-- BEGIN --

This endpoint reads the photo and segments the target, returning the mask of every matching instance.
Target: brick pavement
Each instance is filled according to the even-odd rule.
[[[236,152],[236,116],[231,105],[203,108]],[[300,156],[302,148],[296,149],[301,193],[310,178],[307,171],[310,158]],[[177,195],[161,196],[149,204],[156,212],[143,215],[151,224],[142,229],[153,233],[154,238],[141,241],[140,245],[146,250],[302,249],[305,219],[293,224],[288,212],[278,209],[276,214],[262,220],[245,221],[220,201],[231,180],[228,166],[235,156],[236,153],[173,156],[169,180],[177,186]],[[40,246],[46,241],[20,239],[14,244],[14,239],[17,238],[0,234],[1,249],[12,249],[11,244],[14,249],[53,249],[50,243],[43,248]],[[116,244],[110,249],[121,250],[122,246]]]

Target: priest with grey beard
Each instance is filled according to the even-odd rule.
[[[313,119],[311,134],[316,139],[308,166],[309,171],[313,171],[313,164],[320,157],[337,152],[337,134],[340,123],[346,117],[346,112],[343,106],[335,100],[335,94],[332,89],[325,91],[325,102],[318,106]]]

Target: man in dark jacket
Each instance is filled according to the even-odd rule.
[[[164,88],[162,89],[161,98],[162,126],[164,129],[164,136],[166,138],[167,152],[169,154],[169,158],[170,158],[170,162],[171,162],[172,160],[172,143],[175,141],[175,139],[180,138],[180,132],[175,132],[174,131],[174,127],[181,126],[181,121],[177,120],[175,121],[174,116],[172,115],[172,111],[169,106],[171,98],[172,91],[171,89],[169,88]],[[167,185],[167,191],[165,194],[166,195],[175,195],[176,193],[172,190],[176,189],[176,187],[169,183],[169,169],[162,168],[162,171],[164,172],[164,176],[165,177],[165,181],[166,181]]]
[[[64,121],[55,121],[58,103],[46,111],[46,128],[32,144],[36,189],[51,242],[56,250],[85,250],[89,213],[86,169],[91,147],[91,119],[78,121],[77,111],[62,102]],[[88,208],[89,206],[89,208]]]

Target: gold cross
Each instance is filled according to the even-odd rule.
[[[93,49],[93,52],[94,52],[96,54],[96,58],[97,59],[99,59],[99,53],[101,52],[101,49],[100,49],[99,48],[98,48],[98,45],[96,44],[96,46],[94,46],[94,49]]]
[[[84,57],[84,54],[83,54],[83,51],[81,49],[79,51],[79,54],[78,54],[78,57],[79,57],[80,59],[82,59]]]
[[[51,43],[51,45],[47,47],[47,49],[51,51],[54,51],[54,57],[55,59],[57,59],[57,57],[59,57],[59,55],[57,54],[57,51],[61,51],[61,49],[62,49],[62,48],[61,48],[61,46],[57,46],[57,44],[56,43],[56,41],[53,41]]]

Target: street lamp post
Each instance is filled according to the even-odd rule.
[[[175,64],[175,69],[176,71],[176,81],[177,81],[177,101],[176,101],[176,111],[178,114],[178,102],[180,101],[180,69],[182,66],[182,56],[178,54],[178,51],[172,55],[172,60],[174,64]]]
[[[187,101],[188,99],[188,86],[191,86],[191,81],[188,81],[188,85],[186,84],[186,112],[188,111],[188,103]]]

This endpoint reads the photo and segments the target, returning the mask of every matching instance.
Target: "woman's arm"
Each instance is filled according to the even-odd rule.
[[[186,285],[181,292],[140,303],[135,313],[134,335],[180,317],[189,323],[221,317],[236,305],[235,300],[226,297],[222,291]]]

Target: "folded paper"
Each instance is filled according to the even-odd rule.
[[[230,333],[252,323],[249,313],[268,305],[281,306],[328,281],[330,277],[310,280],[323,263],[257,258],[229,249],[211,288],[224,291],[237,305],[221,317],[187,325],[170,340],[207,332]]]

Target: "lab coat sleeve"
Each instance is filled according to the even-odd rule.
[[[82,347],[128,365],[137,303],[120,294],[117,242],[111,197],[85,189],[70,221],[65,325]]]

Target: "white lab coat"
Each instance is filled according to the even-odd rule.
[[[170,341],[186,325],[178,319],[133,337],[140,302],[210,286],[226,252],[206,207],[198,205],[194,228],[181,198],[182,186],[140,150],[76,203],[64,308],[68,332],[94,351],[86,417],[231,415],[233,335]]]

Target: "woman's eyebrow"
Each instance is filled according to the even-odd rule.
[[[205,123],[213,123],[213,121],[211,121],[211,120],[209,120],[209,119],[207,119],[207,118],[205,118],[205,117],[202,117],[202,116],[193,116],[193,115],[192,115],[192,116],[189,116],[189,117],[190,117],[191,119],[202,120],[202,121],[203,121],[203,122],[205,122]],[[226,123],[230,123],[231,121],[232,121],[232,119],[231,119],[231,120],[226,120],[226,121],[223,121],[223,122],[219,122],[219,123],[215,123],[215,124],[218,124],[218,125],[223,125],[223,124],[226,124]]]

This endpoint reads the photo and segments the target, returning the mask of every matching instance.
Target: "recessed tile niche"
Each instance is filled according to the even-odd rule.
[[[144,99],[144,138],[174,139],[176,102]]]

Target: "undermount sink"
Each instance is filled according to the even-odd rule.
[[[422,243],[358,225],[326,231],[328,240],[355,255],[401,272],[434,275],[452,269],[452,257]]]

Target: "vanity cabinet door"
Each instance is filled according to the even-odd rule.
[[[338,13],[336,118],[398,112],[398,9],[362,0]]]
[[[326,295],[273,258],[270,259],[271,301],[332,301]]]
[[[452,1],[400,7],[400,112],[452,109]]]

-- END --

EXERCISE:
Return all of the entries exactly as they were supplied.

FINISHED ANSWER:
This endpoint reads the photo and segments the target, returning the mask of every matching instance.
Target: brick pavement
Each instance is filled according to the even-odd rule.
[[[236,152],[236,116],[231,105],[203,108]],[[300,156],[302,148],[296,149],[301,193],[310,178],[307,171],[310,158]],[[177,195],[161,196],[149,204],[156,212],[143,215],[151,224],[142,229],[153,233],[154,238],[141,241],[140,245],[146,250],[302,249],[305,219],[293,224],[288,212],[278,209],[276,214],[262,220],[245,221],[220,201],[231,180],[228,166],[235,156],[236,153],[173,156],[169,180],[177,186]],[[40,246],[46,241],[20,239],[14,244],[14,239],[17,238],[0,234],[1,249],[12,249],[11,244],[14,249],[53,249],[50,243],[43,248]],[[116,244],[110,249],[121,250],[122,246]]]

Target: priest with grey beard
Each instance is filled according to the even-odd rule.
[[[313,119],[311,134],[316,139],[308,166],[309,171],[313,171],[313,164],[320,157],[337,152],[337,134],[340,123],[346,117],[346,112],[343,106],[335,100],[335,94],[332,89],[325,91],[325,102],[318,106]]]

Target: man in dark jacket
Each instance is filled according to the even-odd rule.
[[[164,88],[162,89],[161,98],[162,126],[164,129],[164,136],[166,138],[167,152],[169,154],[169,158],[170,158],[170,162],[171,162],[172,160],[172,143],[175,141],[175,139],[180,138],[180,132],[175,132],[174,131],[174,127],[181,126],[181,121],[177,120],[175,121],[174,116],[172,115],[172,111],[169,106],[171,98],[172,91],[171,89],[169,88]],[[167,185],[167,191],[165,194],[166,195],[175,195],[176,193],[172,190],[176,189],[176,187],[169,183],[169,169],[162,168],[162,171],[164,172],[164,176],[165,177],[165,181],[166,181]]]
[[[64,121],[55,121],[58,103],[46,111],[46,128],[32,144],[36,189],[51,242],[56,250],[85,250],[89,213],[86,169],[91,147],[91,119],[78,121],[77,111],[62,102]],[[88,208],[89,206],[89,208]]]

Target: gold cross
Each instance is filled according to the even-odd rule.
[[[93,49],[93,52],[94,52],[96,54],[96,58],[97,59],[99,59],[99,53],[101,52],[101,49],[100,49],[99,48],[98,48],[98,45],[96,44],[96,46],[94,46],[94,49]]]
[[[84,57],[84,54],[83,54],[83,51],[81,49],[79,51],[79,54],[78,54],[78,57],[79,57],[80,59],[82,59]]]
[[[51,43],[51,45],[47,47],[47,49],[51,51],[54,51],[54,57],[55,59],[57,59],[57,57],[59,57],[59,55],[57,54],[57,51],[61,51],[61,49],[62,49],[62,48],[61,48],[61,46],[57,46],[57,44],[56,43],[56,41],[53,41]]]

Target: street lamp post
Each instance is filled according to the even-odd rule.
[[[175,64],[175,69],[176,71],[176,81],[177,81],[177,101],[176,101],[176,111],[178,114],[178,102],[180,101],[180,69],[182,66],[182,56],[178,54],[178,51],[172,55],[172,60],[174,64]]]
[[[187,101],[188,99],[188,86],[191,86],[191,81],[188,81],[188,85],[186,84],[186,112],[188,111],[188,103]]]

This endpoint reads the photo and segments the target, returning the mask of every matching instance.
Target: "woman's arm"
Each instance is filled according to the even-odd rule.
[[[186,285],[181,292],[140,303],[135,313],[134,335],[180,317],[189,323],[221,317],[236,305],[235,300],[226,297],[222,291]]]

Target: "folded paper"
Each instance is filled according to the even-odd rule.
[[[230,333],[252,323],[249,313],[268,305],[281,306],[328,281],[330,277],[310,280],[323,263],[257,258],[229,249],[211,288],[224,291],[237,305],[221,317],[187,325],[170,340],[207,332]]]

Target: "lab coat sleeve"
Each instance is filled according to the even-odd rule.
[[[82,347],[128,365],[137,303],[120,294],[117,242],[111,197],[85,189],[70,221],[65,325]]]

Target: "white lab coat"
Each instance is filled according to the even-odd rule.
[[[170,341],[186,325],[178,319],[133,337],[140,302],[210,286],[226,252],[206,207],[198,205],[194,228],[181,198],[182,186],[140,150],[76,203],[64,308],[68,332],[94,351],[86,417],[231,415],[233,335]]]

Target: "woman's eyebrow"
Each instance is filled according to the even-odd rule.
[[[205,123],[213,123],[213,121],[211,121],[211,120],[209,120],[209,119],[207,119],[207,118],[205,118],[205,117],[202,117],[202,116],[193,116],[193,115],[192,115],[192,116],[189,116],[189,117],[190,117],[191,119],[202,120],[202,121],[203,121],[203,122],[205,122]],[[226,123],[230,123],[231,121],[232,121],[232,119],[231,119],[231,120],[226,120],[226,121],[223,121],[223,122],[219,122],[219,123],[215,123],[215,124],[218,124],[218,125],[223,125],[223,124],[226,124]]]

This endpoint reads the photo and segments the target, returning the mask of every matching instance.
Target: "recessed tile niche"
Each instance is filled according to the even-odd rule.
[[[144,99],[144,138],[174,139],[176,102]]]

Target: "undermount sink"
Each instance is filled according to the even-odd rule.
[[[422,243],[358,225],[326,231],[328,240],[355,255],[401,272],[434,275],[452,269],[452,257]]]

Target: "vanity cabinet door"
Each instance is filled according to the even-odd rule.
[[[338,13],[336,118],[398,112],[398,9],[362,0]]]
[[[326,295],[273,258],[270,259],[271,301],[332,301]]]
[[[452,1],[400,7],[400,112],[452,109]]]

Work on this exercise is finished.